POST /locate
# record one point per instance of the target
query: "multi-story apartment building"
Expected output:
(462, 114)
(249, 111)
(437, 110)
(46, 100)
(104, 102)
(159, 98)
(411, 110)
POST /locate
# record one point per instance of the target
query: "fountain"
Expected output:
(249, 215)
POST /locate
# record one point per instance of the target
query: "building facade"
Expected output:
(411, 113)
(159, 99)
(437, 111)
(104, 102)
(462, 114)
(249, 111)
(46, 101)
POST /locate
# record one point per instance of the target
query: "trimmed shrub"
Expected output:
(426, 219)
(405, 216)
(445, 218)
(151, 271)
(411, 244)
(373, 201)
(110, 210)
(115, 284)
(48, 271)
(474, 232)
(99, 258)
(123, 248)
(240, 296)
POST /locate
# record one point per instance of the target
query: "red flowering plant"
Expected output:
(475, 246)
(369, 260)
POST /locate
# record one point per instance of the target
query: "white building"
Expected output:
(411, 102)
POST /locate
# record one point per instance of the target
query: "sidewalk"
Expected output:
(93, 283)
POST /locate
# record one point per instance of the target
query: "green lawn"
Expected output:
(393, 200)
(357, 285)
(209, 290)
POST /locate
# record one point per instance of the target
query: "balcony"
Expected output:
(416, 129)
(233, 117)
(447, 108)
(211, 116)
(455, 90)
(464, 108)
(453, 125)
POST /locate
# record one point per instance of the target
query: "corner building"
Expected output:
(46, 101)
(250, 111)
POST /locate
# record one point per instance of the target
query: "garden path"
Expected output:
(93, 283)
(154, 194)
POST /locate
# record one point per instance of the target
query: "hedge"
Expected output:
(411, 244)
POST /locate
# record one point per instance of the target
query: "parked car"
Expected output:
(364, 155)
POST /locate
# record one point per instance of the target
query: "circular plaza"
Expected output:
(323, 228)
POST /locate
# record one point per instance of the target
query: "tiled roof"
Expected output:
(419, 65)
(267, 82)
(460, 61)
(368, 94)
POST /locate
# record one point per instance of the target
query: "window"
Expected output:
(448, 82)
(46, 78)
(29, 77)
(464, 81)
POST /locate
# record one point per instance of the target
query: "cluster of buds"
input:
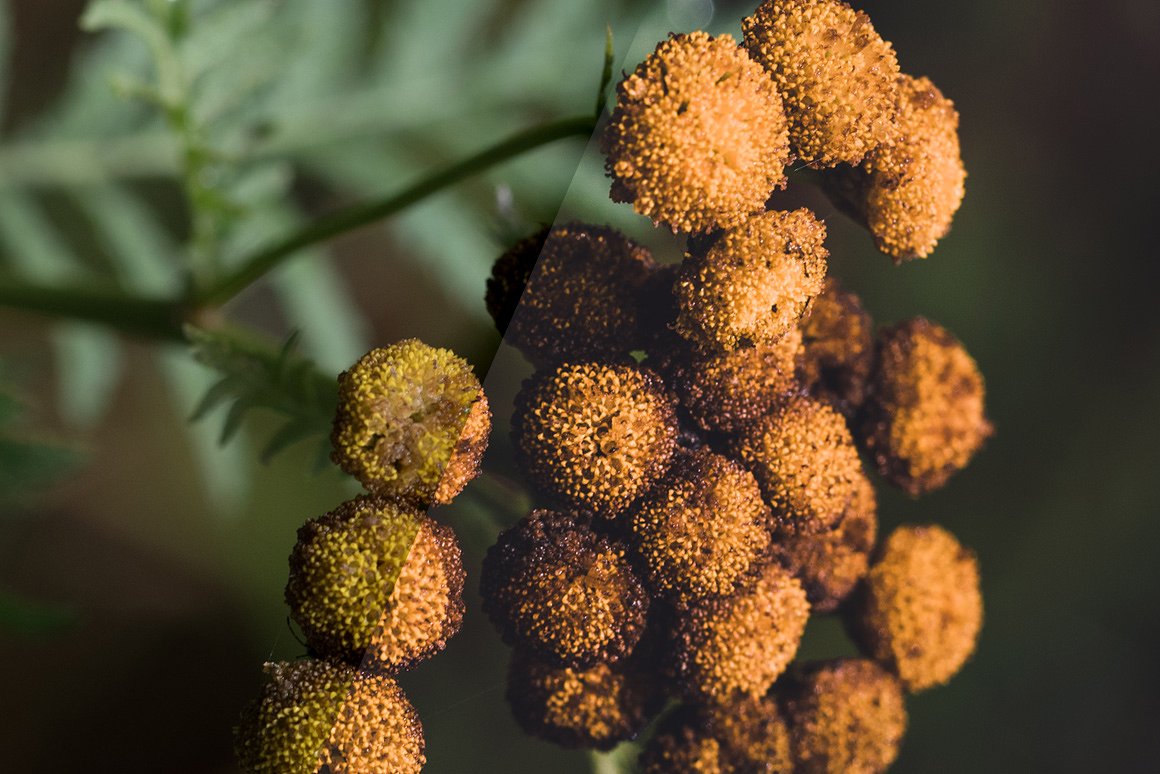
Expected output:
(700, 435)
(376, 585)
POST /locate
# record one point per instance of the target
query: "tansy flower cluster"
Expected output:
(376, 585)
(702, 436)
* * *
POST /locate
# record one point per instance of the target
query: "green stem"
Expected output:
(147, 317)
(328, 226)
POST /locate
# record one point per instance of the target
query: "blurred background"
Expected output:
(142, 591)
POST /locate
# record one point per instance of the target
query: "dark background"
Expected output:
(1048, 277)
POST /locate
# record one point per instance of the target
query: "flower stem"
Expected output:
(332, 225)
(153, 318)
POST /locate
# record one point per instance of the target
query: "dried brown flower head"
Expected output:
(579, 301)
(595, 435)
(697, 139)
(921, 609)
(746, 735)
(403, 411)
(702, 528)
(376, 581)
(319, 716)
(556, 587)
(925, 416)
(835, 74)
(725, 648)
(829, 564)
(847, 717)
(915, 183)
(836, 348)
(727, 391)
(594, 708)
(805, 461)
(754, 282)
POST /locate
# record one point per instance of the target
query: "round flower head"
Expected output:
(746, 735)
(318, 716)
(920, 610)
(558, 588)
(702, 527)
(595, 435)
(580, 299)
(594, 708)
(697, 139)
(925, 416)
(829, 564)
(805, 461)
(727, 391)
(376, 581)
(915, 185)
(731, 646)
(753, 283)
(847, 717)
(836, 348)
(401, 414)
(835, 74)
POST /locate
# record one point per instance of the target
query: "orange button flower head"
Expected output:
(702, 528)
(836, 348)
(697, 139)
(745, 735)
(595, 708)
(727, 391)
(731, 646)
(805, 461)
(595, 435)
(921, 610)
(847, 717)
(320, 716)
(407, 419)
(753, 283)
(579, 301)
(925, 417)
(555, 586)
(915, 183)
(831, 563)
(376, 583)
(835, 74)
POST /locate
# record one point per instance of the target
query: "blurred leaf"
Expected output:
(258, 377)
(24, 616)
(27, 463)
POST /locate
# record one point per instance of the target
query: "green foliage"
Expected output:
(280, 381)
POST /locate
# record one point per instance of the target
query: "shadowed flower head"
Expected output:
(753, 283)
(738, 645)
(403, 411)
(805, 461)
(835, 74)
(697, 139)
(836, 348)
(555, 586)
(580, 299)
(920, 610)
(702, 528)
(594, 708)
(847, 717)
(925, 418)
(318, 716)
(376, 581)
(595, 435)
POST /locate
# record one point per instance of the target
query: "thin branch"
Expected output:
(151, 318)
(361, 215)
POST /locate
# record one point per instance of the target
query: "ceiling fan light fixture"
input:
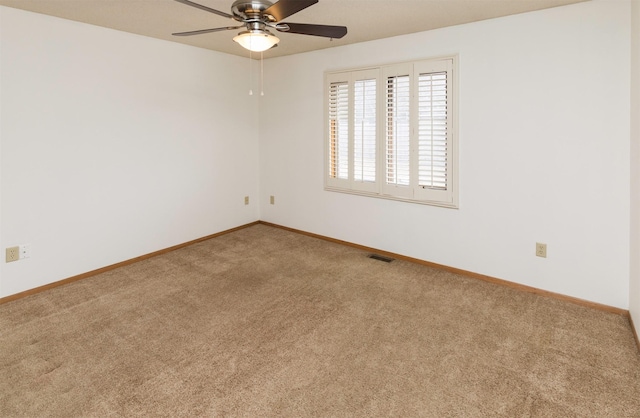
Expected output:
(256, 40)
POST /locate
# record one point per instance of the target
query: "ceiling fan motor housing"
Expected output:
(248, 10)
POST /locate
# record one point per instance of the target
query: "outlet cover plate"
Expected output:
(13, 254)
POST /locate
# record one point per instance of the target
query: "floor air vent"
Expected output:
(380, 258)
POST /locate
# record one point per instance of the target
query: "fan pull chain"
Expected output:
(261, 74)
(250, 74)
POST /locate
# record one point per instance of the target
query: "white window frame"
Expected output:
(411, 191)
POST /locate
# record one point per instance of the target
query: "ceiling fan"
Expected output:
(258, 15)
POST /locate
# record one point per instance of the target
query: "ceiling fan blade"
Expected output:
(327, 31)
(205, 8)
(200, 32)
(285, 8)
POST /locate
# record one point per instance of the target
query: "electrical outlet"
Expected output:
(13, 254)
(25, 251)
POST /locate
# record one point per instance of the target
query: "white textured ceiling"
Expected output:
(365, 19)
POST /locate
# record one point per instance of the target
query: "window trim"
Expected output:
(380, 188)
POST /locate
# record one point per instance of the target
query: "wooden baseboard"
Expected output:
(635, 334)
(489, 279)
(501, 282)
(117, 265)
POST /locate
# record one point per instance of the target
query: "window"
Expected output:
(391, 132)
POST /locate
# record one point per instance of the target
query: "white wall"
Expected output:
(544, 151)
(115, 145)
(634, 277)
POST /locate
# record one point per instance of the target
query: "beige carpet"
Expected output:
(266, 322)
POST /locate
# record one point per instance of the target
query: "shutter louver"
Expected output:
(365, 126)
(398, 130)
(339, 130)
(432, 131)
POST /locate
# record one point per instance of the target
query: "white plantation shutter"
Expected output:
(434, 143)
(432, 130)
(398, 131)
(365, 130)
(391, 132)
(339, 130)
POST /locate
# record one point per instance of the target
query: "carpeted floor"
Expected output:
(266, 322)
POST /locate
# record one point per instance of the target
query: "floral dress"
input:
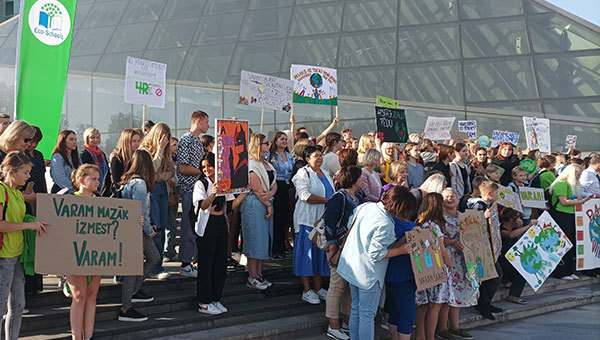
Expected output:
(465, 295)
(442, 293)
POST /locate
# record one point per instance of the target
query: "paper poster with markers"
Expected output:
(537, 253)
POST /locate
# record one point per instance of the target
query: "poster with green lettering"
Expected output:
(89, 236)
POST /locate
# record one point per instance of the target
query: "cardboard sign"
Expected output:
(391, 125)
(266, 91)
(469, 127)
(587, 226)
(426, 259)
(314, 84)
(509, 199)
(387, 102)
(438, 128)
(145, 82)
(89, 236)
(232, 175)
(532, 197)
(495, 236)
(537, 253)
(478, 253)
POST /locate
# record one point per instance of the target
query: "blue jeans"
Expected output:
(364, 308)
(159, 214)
---
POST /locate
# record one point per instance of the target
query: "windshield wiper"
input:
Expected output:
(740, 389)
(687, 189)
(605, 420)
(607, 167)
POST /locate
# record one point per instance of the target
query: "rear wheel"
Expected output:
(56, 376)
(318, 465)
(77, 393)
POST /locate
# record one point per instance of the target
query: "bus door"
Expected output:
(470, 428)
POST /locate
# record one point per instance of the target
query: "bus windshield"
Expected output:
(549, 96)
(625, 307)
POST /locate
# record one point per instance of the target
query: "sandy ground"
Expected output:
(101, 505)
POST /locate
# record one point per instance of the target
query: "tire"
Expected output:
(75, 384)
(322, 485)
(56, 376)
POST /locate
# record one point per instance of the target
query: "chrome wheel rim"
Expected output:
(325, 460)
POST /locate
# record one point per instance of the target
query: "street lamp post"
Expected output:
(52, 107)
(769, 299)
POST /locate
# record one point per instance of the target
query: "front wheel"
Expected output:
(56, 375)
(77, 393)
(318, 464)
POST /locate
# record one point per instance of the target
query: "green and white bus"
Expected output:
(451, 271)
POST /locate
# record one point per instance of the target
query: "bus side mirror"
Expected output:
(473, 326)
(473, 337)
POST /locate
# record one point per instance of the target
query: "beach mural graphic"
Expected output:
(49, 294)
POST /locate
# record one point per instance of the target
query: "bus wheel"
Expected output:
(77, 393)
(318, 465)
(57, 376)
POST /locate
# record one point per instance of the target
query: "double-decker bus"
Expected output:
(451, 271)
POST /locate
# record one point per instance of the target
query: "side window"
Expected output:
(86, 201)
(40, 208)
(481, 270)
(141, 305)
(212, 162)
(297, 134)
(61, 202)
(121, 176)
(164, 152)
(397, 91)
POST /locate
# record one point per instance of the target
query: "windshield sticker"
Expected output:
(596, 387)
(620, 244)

REQUIREMENT :: Return every line above that contains the word "white".

RESPONSE TO THE TASK ::
query: "white building"
query: "white window frame"
query: "white textured ceiling"
query: "white wall"
query: "white plantation shutter"
query: "green and white bus"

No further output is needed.